Instructions for the task:
Each line holding the string "bush" is to be copied from the data.

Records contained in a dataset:

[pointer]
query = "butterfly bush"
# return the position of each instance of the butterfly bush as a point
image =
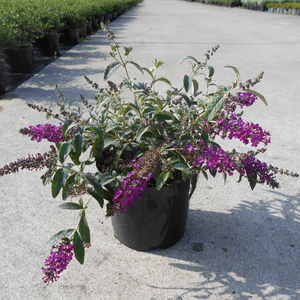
(154, 139)
(50, 132)
(59, 258)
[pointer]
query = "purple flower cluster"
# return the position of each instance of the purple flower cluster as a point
(232, 126)
(49, 132)
(217, 159)
(210, 157)
(251, 165)
(58, 261)
(246, 99)
(132, 188)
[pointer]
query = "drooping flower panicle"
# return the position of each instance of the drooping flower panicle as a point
(50, 132)
(59, 258)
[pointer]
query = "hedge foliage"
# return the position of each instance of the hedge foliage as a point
(21, 21)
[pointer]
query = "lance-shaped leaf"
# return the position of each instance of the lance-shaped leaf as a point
(162, 178)
(110, 69)
(184, 168)
(96, 196)
(78, 247)
(237, 73)
(149, 72)
(163, 79)
(136, 65)
(193, 181)
(211, 71)
(53, 241)
(59, 181)
(195, 86)
(95, 183)
(187, 82)
(253, 180)
(214, 106)
(64, 151)
(259, 96)
(127, 50)
(70, 205)
(84, 229)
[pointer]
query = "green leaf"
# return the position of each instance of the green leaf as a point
(163, 116)
(187, 82)
(84, 229)
(184, 168)
(193, 180)
(163, 79)
(64, 151)
(186, 99)
(78, 144)
(189, 57)
(253, 180)
(204, 174)
(136, 65)
(140, 134)
(78, 247)
(259, 96)
(53, 241)
(95, 183)
(71, 180)
(237, 73)
(127, 50)
(110, 69)
(149, 72)
(162, 178)
(211, 71)
(70, 205)
(96, 196)
(58, 182)
(213, 172)
(149, 110)
(214, 106)
(195, 86)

Task output:
query = "butterfly bush"
# return the position of each instance of the butterfly bush as a point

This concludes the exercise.